### Problem description
Exactly as written, return the entries below, minus any pictures.

### Supplied data
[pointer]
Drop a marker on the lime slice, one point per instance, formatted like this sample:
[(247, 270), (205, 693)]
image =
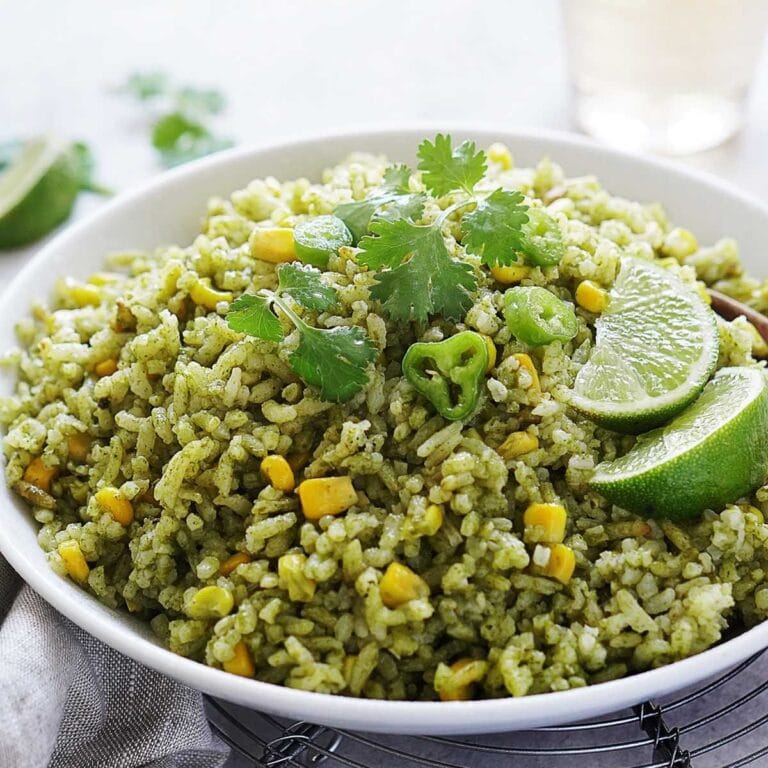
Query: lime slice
[(656, 346), (710, 455), (37, 191)]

### Response to this task
[pointer]
Drop a marker on the lime slice, one point per instance, formatted like this sample:
[(247, 270), (205, 693)]
image =
Query: lime slice
[(656, 346), (710, 455), (37, 191)]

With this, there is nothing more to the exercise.